Tasks and exercises:
[1] From the text on faith and science, list each kind of help the opening writer asks for in the first line.
[2] Carry the text on faith and science forward, picking up after its final sentence.

Excerpted text:

I'm looking for personal thoughts, wisdom, any advice that someone that has been through any sort of similar struggle can give me.

Thank you.

Hello, EveRequiem. I come at this from a different perspective than everyone else on this board, as I am both a practicing Christian and, at least in most areas, a Fundamentalist. The difference is that most fundamentalists are largely repeating what other fundamentalists before them have taught. I acknowledge and respect that, but I go back to what the writers of Scripture actually said...not what some theologian says that they meant. And, along the way, I've had the rare privilege of experiencing the Christian God at close range. Like, arm's length. I know I can't prove that to you and I'm not even going to try...but you're not going to have much luck convincing me otherwise.

The first thing I note is your statement:

I am wondering if anyone else has experienced something similar, or how others rationalize scientific facts with spirituality, in any ways that personally satisfy them. I wonder if I am being childish in wanting to believe something instead of only relying on hard "scientific facts" to guide me, as I have before.

Listed entries:
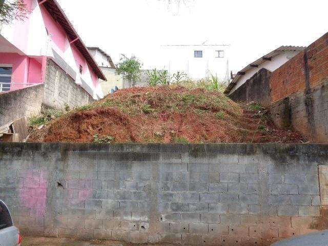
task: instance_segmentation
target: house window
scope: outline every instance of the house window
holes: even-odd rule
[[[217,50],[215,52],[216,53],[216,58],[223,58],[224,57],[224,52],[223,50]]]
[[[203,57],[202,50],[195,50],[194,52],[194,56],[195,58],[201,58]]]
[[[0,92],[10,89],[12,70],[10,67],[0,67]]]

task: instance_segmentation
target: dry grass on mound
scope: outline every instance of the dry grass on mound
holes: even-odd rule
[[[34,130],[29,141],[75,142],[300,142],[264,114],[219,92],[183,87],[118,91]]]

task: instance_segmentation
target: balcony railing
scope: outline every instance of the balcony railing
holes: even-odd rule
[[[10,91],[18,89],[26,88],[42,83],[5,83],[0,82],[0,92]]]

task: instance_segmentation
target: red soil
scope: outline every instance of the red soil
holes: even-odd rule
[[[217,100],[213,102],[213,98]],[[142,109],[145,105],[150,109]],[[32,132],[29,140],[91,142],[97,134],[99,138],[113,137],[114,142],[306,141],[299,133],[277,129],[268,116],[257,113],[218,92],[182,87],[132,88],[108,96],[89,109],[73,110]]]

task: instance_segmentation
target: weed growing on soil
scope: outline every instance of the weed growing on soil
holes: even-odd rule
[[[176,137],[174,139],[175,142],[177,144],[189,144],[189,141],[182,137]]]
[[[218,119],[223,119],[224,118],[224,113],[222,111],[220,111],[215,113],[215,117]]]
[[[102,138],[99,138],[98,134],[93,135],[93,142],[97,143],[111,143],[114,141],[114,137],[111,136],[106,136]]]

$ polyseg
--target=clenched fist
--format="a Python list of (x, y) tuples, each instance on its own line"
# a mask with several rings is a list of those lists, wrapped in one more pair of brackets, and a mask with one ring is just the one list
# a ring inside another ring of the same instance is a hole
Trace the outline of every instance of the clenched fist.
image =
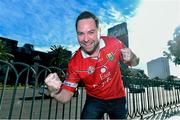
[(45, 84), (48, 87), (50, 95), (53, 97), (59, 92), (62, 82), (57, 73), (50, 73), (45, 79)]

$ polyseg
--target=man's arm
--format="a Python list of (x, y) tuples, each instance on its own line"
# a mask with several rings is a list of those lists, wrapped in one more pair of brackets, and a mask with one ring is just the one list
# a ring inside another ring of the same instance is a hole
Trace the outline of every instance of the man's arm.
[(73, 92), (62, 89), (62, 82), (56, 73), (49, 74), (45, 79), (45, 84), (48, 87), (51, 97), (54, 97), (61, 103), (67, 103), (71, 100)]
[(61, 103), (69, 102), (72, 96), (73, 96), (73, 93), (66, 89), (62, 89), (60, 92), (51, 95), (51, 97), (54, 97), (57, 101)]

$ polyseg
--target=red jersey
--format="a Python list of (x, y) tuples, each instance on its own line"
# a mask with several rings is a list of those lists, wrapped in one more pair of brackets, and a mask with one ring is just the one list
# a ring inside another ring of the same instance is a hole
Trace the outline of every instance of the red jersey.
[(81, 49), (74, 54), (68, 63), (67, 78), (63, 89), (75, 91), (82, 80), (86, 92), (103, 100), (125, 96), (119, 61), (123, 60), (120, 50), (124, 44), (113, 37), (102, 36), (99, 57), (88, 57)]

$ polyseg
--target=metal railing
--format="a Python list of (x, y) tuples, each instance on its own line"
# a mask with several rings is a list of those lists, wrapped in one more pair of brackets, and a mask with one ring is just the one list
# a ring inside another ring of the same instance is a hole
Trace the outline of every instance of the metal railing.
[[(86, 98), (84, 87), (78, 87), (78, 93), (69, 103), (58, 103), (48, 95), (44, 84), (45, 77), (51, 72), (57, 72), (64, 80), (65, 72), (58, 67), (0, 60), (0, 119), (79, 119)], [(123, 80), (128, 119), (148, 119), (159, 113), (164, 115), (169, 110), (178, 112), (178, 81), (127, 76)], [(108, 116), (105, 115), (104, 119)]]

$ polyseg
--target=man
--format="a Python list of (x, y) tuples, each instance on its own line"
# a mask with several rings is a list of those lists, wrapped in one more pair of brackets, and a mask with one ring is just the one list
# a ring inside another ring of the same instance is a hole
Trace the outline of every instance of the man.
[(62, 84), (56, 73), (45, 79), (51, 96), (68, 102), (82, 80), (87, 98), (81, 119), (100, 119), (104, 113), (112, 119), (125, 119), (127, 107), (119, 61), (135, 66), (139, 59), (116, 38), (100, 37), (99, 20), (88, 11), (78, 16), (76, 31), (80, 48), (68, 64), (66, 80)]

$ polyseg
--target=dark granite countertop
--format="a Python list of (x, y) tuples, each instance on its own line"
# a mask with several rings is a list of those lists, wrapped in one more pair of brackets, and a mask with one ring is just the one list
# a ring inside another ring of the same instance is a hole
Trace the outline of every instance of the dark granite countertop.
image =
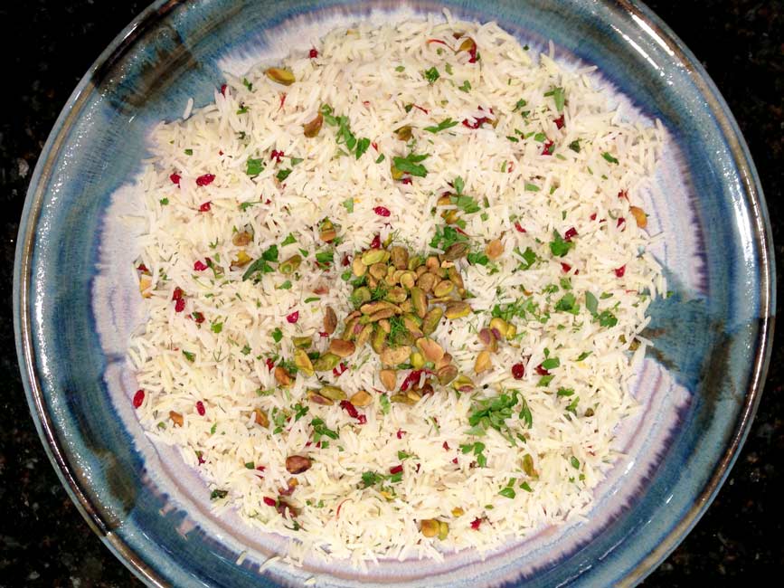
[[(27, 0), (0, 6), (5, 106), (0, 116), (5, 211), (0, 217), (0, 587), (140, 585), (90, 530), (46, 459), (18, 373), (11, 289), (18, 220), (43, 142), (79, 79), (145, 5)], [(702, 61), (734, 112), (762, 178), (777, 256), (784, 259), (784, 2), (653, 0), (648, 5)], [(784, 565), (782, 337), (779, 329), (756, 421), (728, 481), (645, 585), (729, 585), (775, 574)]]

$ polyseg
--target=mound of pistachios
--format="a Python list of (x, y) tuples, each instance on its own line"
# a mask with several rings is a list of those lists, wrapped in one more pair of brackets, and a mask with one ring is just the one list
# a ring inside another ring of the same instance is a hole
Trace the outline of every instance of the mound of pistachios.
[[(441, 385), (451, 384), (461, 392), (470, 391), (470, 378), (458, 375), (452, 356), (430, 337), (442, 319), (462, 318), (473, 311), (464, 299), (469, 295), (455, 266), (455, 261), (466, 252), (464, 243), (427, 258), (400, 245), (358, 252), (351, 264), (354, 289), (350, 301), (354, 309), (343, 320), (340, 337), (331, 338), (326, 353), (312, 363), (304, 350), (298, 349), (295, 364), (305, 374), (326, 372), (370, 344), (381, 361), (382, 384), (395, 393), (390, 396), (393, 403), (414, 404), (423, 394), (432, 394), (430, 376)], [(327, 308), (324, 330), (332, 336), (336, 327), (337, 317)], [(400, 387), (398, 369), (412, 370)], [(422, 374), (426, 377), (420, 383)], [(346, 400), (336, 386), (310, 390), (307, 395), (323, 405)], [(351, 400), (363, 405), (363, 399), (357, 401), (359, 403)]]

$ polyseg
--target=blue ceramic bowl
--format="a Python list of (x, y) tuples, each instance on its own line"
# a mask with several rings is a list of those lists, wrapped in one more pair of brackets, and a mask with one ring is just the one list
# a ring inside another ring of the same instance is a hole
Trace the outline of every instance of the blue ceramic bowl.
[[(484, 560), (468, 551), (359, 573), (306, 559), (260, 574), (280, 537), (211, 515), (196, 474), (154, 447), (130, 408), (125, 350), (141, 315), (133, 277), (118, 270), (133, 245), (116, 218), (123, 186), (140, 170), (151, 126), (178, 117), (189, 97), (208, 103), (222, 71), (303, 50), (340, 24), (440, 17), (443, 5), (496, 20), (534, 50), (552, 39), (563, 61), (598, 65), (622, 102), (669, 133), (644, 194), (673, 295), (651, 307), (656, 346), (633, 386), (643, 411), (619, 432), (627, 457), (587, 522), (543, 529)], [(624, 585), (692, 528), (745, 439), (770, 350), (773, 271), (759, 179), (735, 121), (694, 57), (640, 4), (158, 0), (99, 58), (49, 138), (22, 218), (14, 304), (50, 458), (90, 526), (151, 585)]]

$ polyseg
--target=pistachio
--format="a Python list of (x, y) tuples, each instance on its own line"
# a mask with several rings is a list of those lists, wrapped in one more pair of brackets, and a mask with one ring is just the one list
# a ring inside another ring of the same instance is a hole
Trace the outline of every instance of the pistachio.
==
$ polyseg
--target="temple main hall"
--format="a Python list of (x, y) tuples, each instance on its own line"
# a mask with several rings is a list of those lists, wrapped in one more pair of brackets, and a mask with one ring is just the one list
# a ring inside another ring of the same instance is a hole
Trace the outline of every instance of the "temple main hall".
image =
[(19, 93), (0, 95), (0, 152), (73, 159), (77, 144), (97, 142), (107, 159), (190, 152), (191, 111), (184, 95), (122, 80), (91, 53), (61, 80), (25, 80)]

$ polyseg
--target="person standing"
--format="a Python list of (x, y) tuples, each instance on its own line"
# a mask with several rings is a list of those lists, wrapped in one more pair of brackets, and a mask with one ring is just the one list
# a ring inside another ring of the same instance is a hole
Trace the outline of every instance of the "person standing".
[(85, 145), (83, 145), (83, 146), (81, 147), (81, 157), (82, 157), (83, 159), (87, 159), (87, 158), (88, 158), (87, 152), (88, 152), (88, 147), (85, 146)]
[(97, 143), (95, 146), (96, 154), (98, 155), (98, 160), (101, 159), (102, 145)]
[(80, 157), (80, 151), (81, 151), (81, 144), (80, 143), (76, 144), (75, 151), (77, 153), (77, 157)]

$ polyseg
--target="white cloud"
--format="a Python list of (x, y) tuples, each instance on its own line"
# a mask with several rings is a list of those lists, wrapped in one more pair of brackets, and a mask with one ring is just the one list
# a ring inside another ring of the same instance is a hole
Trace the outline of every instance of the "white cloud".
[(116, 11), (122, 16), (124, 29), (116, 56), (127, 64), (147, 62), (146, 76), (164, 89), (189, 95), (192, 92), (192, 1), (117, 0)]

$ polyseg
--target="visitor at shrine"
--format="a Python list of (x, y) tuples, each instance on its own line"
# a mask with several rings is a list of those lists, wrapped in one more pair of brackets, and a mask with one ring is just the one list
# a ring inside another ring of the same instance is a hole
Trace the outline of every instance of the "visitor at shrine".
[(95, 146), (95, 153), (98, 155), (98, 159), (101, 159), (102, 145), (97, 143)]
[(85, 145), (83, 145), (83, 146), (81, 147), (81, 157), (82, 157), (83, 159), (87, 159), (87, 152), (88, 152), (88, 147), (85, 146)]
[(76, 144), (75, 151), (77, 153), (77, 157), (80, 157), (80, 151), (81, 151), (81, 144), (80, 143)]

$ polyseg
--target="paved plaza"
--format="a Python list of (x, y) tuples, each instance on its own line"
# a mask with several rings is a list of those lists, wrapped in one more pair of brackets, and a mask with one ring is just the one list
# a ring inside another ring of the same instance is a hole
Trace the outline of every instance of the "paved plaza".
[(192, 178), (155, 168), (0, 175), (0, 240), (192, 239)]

Answer list:
[1] personal thoughts; wisdom; advice from someone who has been through a similar struggle

[2]
It sounds as if you've already made up your mind that the empirical, observable world is the "reality", and that spiritual concepts have to be shoehorned into it in whatever tiny gaps remain open within it. I, on the other hand, made my choice many years ago, while still a child, that I what I really believed was the Bible, and that the notions of dinosaurs and such had to be shoehorned into that. So, in my case, my challenge is how to rationalize empirical scientific observations with Scriptural fact. There was a dichotomy for a while,  but eventually it resolved. And beautifully so. Now I have a much easier time reconciling any branch of real science with literal scripture...and with no magical "hand-waving"...than those with an empiricist mindset have in reconciling recorded instances of the miraculous with their preferred world view.

Thought exercise: Let's just suppose that some scientist is conducting an experiment, building up a set of data points. He has a run of a hundred different sets to conduct, all just a little bit different. From the invisible world, an angel is watching him, and she's bored. When he gets to run #77, she decides to "prank him". The results of the run end up way out of alignment with the others, and he's astonished. He checks his equipment; it's working perfectly. He repeats the run...but she doesn't repeat her prank; this was a practical joke, not a serious attempt at communication. This time, the results end up as expected. He repeats run #77 twice more, same conditions; both end up with the same results as 77B. What does he do, believe that some supernatural being has intervened within his laboratory...or write #77A off as a spoiled observation? And if he chooses the latter, keeping in mind the assumptions of our thought exercise, has he just moved closer to or further away from the Truth?

You see, underlying assumptions do matter. If you make Carl Sagan's a priori assumption...
Quote
The Cosmos is all that is or ever was or ever will be.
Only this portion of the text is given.